» **CONSIGNE 1**
Recopiez mot pour mot toutes les lignes fournies à la suite du passage.

» **PASSAGE DONNÉ**
....

À Bicêtre, où on les incarcéra, on tenta de les faire évader ; 70 000 francs avaient été réunis, mais le complot échoua. Le 17 septembre, ils furent conduits à la Conciergerie, et de là, à six heures du soir, sur la place de Grève. Les carbonari, impuissants à les enlever par la ruse, ne les enlèveraient-ils pas par la force ? Laisseraient-ils le bourreau accomplir son office ? Dix mille carbonari, armés, pouvaient faire irruption et, avec la complicité de la foule, délivrer les prisonniers ; pour leur honneur et celui de l’association, ils pouvaient au moins le tenter. Rien ne vint ; ces vaillances qui, rassemblées et conduites, eussent fait à travers la troupe une trouée meurtrière, isolées et désunies se manquèrent à elles-mêmes. Au milieu de leur inutile cortège les quatre voitures passèrent. Au pied de l’échafaud, les quatre condamnés se donnèrent le tendre baiser de l’amitié fraternelle. Raoulx gravit le premier les marches et cria : « Vive la liberté ! » Puis Goubin, puis Pommier, Bories, enfin, s’écria : « N’oubliez pas que c’est le sang de vos fils qu’on fait couler ! » et il s’étendit sur la planche sinistre, chaude déjà de trois forfaits. Jusque dans la lunette il acclama la liberté. De cette tribune sanglante, ce cri partit, traversa la foule et alla vers l’avenir : le soir, il y avait bal aux Tuileries.

....

» **DONNÉES FOURNIES**
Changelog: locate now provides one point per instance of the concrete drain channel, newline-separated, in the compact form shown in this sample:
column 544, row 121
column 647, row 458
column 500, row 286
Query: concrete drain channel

....

» **CONSIGNE 2**
Selon le passage, pourquoi les carbonari n'ont-ils pas tenté de délivrer les condamnés sur la place de Grève ?

» **RÉPONSE CORRECTE 1**
Changelog: locate now provides one point per instance of the concrete drain channel, newline-separated, in the compact form shown in this sample:
column 544, row 121
column 647, row 458
column 500, row 286
Query: concrete drain channel

» **RÉPONSE CORRECTE 2**
Leurs courages restèrent isolés et désunis, et ils se manquèrent donc à eux-mêmes. Le passage précise que, rassemblés et conduits, ces mêmes courages auraient pu ouvrir une trouée meurtrière à travers la troupe.